**Given records:**

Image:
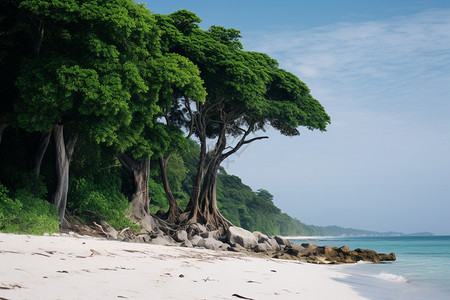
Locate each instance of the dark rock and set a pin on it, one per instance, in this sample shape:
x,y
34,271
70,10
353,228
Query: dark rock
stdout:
x,y
195,239
211,234
180,236
261,237
240,236
109,230
210,243
187,244
162,240
282,241
309,246
195,229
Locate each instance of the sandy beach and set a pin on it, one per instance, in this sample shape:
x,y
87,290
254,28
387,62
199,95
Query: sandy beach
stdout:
x,y
69,266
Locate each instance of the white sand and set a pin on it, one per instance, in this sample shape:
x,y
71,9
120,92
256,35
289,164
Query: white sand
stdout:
x,y
82,267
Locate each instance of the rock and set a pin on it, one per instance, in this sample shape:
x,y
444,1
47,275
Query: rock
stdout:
x,y
261,237
211,234
210,243
143,238
273,244
236,248
388,257
195,229
270,245
110,231
162,240
187,243
195,239
240,236
282,241
180,236
310,246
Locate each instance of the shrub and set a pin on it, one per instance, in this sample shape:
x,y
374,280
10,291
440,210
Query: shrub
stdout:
x,y
100,198
26,213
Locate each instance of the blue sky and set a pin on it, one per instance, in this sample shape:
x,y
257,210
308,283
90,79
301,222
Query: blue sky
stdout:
x,y
382,71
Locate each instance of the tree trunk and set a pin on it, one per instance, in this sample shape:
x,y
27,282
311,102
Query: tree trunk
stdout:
x,y
205,210
2,129
63,155
38,28
202,164
174,209
41,148
140,170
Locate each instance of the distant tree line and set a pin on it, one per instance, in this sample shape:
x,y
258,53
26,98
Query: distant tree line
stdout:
x,y
95,95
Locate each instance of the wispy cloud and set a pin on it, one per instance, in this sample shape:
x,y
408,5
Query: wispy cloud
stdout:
x,y
384,62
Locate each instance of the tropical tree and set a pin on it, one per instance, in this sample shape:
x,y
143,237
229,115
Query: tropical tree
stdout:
x,y
85,75
246,92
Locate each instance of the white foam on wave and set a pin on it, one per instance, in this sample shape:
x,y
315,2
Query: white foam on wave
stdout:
x,y
392,277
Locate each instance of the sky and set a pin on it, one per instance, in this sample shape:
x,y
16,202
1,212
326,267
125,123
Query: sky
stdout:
x,y
381,69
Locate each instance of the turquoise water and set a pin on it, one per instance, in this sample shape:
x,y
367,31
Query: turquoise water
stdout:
x,y
422,261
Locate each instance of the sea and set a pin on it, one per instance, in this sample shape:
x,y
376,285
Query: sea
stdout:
x,y
421,271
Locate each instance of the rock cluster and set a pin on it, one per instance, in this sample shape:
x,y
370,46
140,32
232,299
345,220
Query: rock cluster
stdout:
x,y
241,240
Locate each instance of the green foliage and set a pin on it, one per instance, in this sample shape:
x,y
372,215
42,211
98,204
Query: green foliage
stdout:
x,y
26,213
99,197
158,200
255,211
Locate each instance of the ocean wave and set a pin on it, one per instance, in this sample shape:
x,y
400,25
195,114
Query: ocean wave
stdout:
x,y
392,277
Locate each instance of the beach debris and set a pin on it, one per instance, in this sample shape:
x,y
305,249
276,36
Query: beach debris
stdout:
x,y
251,281
11,286
241,297
42,254
242,237
93,252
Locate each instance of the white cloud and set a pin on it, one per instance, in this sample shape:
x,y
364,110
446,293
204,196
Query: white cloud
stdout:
x,y
386,86
404,57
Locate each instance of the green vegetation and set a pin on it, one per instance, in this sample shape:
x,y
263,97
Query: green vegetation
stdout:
x,y
25,212
96,105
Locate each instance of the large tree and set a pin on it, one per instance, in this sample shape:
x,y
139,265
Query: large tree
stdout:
x,y
246,92
170,76
85,75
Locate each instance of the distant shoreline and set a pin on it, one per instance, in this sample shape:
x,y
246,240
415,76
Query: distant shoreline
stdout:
x,y
79,267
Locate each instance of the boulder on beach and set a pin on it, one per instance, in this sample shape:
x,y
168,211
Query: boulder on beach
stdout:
x,y
242,237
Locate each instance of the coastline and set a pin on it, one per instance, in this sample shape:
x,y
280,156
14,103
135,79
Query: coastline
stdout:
x,y
66,266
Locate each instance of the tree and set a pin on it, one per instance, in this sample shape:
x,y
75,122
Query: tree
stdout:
x,y
85,74
246,92
171,76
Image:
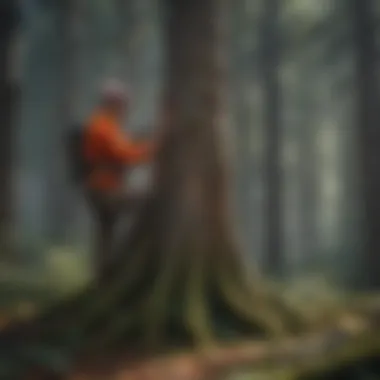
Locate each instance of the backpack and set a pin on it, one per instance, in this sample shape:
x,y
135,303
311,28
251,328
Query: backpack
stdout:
x,y
78,167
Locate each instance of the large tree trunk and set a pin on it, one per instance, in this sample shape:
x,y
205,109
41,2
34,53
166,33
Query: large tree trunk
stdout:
x,y
368,131
180,278
8,21
274,260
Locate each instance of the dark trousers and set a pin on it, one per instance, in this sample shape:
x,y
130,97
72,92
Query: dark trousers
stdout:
x,y
108,209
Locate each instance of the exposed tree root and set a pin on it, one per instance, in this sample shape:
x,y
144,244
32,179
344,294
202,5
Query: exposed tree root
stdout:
x,y
290,358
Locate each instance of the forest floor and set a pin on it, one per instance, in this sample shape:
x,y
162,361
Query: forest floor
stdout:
x,y
345,326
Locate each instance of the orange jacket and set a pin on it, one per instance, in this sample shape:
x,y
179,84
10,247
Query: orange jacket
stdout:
x,y
105,142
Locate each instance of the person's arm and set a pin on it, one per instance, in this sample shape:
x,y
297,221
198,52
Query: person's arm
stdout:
x,y
124,150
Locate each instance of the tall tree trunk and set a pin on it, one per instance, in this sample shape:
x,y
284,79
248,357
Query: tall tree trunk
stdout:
x,y
61,201
362,13
274,260
308,180
9,15
180,279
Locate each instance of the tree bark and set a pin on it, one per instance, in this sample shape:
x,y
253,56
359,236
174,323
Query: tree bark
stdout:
x,y
362,15
273,260
61,199
9,17
179,279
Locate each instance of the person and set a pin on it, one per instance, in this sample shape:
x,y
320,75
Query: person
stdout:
x,y
110,152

**Instructions to follow:** Take the entries shown above and quote them verbatim, passing over the pictures.

**Written answer:**
Image:
Locate each instance of the dark rock and set a pin on it, one per instance, in this sample shape:
x,y
34,271
70,10
353,228
Query: dark rock
stdout:
x,y
195,239
211,234
180,236
261,237
240,236
109,230
210,243
187,244
162,240
282,241
309,246
195,229
Locate each instance of the sandy beach and set a pin on it, one per instance, in this sample shape:
x,y
87,290
254,28
387,62
199,95
Query: sandy beach
stdout:
x,y
69,266
Locate each instance of the white sand and set a pin on it, one per instance, in this sample shape:
x,y
71,9
120,92
256,35
289,164
Query: white sand
stdout:
x,y
82,267
Locate each instance of the rock and set a pin on it, one per instance, in this sample shape:
x,y
444,1
47,275
Query: rock
stdout:
x,y
261,237
211,234
210,243
143,238
273,244
236,248
388,257
195,229
270,245
110,231
162,240
187,243
195,239
240,236
282,241
180,236
310,246
Locate each instance of the shrub and set a pin on it, one per instance, in this sample shape:
x,y
374,280
10,291
440,210
Query: shrub
stdout:
x,y
100,198
26,213
Locate each instance of the blue sky and set a pin on it, one per instance, in this sample shape:
x,y
257,210
308,283
90,79
301,222
Query: blue sky
stdout:
x,y
382,71
Locate each instance of the tree trunk and set a pin on it, one per instance, in this sample shape:
x,y
27,282
311,102
Query: tree trunk
stdout:
x,y
205,210
2,129
63,155
38,28
202,164
174,209
41,148
140,170
Locate each instance of the distant tree line and set a pin on it, one per instance, in this sample shape:
x,y
258,53
26,98
Query: distant tree line
stdout:
x,y
95,95
Locate each instance of the wispy cloud and set a pin on it, one per instance, in this sample shape:
x,y
408,5
Query: wispy cloud
stdout:
x,y
384,62
Locate each instance of the tropical tree and set a pin on it, one per instance, in this sample shape:
x,y
143,237
229,115
Query: tropical tree
stdout:
x,y
85,75
246,92
Locate each instance of the white foam on wave and set a pin on it, one per instance, in this sample shape:
x,y
315,2
Query: white foam on wave
stdout:
x,y
392,277
Locate each instance of the sky and set a pin on it, one per instance, in this sample shape:
x,y
16,202
1,212
326,267
125,123
Query: sky
stdout:
x,y
381,69
Locate each instance of the turquoise water and set a pin on it, one per instance, in this sample shape:
x,y
367,31
Query: turquoise water
stdout:
x,y
422,261
Locate each instance of the sea and set a pin on it, one per instance, in this sample shape:
x,y
376,285
Query: sea
stdout:
x,y
421,271
Locate each instance of the rock cluster and set a pin on it, one per instance, in this sample shape:
x,y
370,46
140,32
232,299
345,220
Query: rock cluster
stdout:
x,y
241,240
Locate each instance of the green foliage and set a pin on it, one per instance, in this sample shape:
x,y
372,215
42,211
98,204
Query: green foliage
stdout:
x,y
26,213
99,197
158,200
255,211
Locate each instance of the ocean wave and set a pin on it, one per instance, in this sample shape:
x,y
400,25
195,114
Query: ocean wave
stdout:
x,y
392,277
Locate each instance of the beach debris and set a pin on it, one per instance, in this sample shape:
x,y
305,249
276,36
Query: beach debris
stdout:
x,y
251,281
11,286
241,297
42,254
242,237
93,252
Locate each instance of the white cloud and set a pin on it, one per instance, in this sample shape:
x,y
364,110
446,293
204,196
Query: white cloud
stdout:
x,y
386,86
404,57
Locate each instance of the green vegetation and set a pin on it, one per instance, in this sample shape:
x,y
263,97
Query: green vegetation
stdout:
x,y
25,212
96,105
Locate each instance of the large tree and set a pin on it, one per instance, in this sample shape:
x,y
139,265
Query: large tree
stdout:
x,y
246,92
170,76
85,75
Locate each instance of the distant shoreline and set a pin on it, one per instance, in this sample shape:
x,y
246,240
415,76
Query: distant shoreline
stdout:
x,y
79,267
Locate each instance of the boulder on beach and set a pin on it, one per instance, in this sample shape:
x,y
168,211
Query: boulder on beach
stdout:
x,y
242,237
Locate each instance of the coastline and set a pin on it, one per instance, in this sample shape:
x,y
280,156
14,103
135,79
Query: coastline
stdout:
x,y
66,266
Locate each instance of the tree and set a pin on it, one per instance, in this sample shape:
x,y
75,122
Query: tree
stdout:
x,y
85,74
246,92
171,76
Image:
Locate each instance of the backpack and set a pin on it, one per instance, in this sample shape:
x,y
135,303
311,28
251,328
Query: backpack
stdout:
x,y
78,167
Locate each instance of the large tree trunk and set a pin on it, one per instance, in this sample shape:
x,y
205,109
41,2
34,53
166,33
Query: large tree trunk
stdout:
x,y
368,131
180,278
8,21
274,260
Locate each instance of the dark trousers and set a pin on it, one per instance, in this sample shape:
x,y
130,97
72,92
Query: dark trousers
stdout:
x,y
108,209
Locate each instance of the exposed tree root and set a pin on it, one per instance, in this sample shape:
x,y
144,244
32,179
344,294
202,5
Query: exposed tree root
stdout:
x,y
290,358
Locate each instance of the forest floor and set a pin on it, one per instance, in this sample shape:
x,y
162,361
Query: forest floor
stdout:
x,y
345,326
Locate each instance of the orange jacket and set a pin on it, one per instance, in this sample shape:
x,y
179,84
10,247
Query: orange jacket
stdout:
x,y
105,142
Locate each instance of the person's arm and set a pin on it, one per instance, in this sample shape:
x,y
297,221
198,52
Query: person's arm
stdout:
x,y
124,150
Locate each instance of the tall tree trunk and set a pin on it, one per instance, in this sample shape:
x,y
284,79
248,357
Query: tall tree trunk
stdout:
x,y
61,201
362,13
274,260
308,180
9,15
180,279
Locate each instance of the tree bark and set a pin on it, one per instance, in this sample shape:
x,y
253,56
359,236
174,323
Query: tree bark
stdout:
x,y
362,15
273,260
61,199
9,17
179,279
Locate each instance of the person and set a pin on it, one per instance, in this sample shape:
x,y
320,75
Query: person
stdout:
x,y
110,152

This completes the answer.